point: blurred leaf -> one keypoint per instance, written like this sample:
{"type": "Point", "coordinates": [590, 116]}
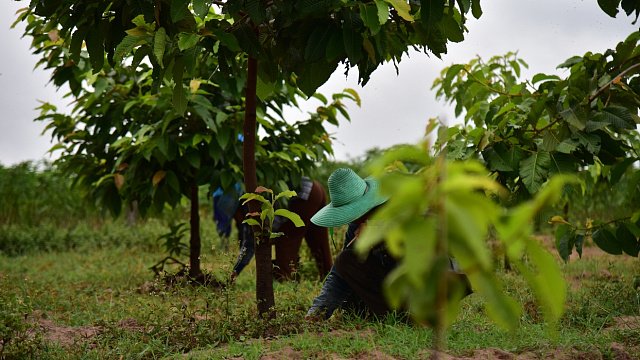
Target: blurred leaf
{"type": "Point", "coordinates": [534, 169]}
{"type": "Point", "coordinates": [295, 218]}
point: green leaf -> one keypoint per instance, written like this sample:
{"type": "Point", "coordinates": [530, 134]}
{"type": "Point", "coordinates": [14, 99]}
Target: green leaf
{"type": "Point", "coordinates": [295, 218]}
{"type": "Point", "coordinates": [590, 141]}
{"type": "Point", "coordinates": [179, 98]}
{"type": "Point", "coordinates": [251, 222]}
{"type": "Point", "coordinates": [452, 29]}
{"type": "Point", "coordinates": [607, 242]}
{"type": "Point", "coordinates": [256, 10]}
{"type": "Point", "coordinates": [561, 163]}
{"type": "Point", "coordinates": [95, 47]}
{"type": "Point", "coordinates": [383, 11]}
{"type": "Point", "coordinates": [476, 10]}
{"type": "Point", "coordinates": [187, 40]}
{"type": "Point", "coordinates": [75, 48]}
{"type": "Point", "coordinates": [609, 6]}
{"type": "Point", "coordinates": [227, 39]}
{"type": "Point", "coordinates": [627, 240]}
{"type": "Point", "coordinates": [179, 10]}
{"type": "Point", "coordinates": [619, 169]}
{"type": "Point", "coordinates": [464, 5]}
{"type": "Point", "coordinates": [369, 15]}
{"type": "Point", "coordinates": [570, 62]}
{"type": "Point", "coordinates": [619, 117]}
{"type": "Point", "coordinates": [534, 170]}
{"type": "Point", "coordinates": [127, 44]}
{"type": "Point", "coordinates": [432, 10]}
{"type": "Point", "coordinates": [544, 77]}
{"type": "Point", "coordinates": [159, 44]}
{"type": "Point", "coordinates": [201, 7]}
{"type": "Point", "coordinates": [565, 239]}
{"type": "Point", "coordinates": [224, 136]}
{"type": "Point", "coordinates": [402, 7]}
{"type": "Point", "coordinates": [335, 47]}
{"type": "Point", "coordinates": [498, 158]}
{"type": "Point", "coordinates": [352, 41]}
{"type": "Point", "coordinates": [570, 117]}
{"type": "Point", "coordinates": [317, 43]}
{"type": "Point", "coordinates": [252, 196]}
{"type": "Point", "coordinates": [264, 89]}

◆ **DIRECTIVE**
Please repeat the entries exactly. Do not include the pictures.

◆ **OUTPUT OF THE EXERCISE**
point: blurred leaf -> one keypoint per instance, written like this sample:
{"type": "Point", "coordinates": [590, 116]}
Target: blurred leaf
{"type": "Point", "coordinates": [534, 169]}
{"type": "Point", "coordinates": [295, 218]}
point: green leaf -> one keypoint per instance, written like this sample:
{"type": "Point", "coordinates": [530, 134]}
{"type": "Point", "coordinates": [14, 99]}
Target: green leaf
{"type": "Point", "coordinates": [295, 218]}
{"type": "Point", "coordinates": [590, 141]}
{"type": "Point", "coordinates": [179, 98]}
{"type": "Point", "coordinates": [251, 222]}
{"type": "Point", "coordinates": [452, 29]}
{"type": "Point", "coordinates": [607, 242]}
{"type": "Point", "coordinates": [256, 10]}
{"type": "Point", "coordinates": [561, 163]}
{"type": "Point", "coordinates": [95, 47]}
{"type": "Point", "coordinates": [383, 11]}
{"type": "Point", "coordinates": [476, 10]}
{"type": "Point", "coordinates": [187, 40]}
{"type": "Point", "coordinates": [75, 48]}
{"type": "Point", "coordinates": [609, 6]}
{"type": "Point", "coordinates": [227, 39]}
{"type": "Point", "coordinates": [627, 240]}
{"type": "Point", "coordinates": [179, 10]}
{"type": "Point", "coordinates": [619, 169]}
{"type": "Point", "coordinates": [464, 5]}
{"type": "Point", "coordinates": [369, 15]}
{"type": "Point", "coordinates": [570, 62]}
{"type": "Point", "coordinates": [619, 117]}
{"type": "Point", "coordinates": [534, 170]}
{"type": "Point", "coordinates": [127, 44]}
{"type": "Point", "coordinates": [432, 10]}
{"type": "Point", "coordinates": [544, 77]}
{"type": "Point", "coordinates": [159, 44]}
{"type": "Point", "coordinates": [201, 7]}
{"type": "Point", "coordinates": [565, 239]}
{"type": "Point", "coordinates": [224, 136]}
{"type": "Point", "coordinates": [402, 7]}
{"type": "Point", "coordinates": [335, 47]}
{"type": "Point", "coordinates": [498, 158]}
{"type": "Point", "coordinates": [352, 41]}
{"type": "Point", "coordinates": [570, 117]}
{"type": "Point", "coordinates": [317, 43]}
{"type": "Point", "coordinates": [252, 196]}
{"type": "Point", "coordinates": [264, 89]}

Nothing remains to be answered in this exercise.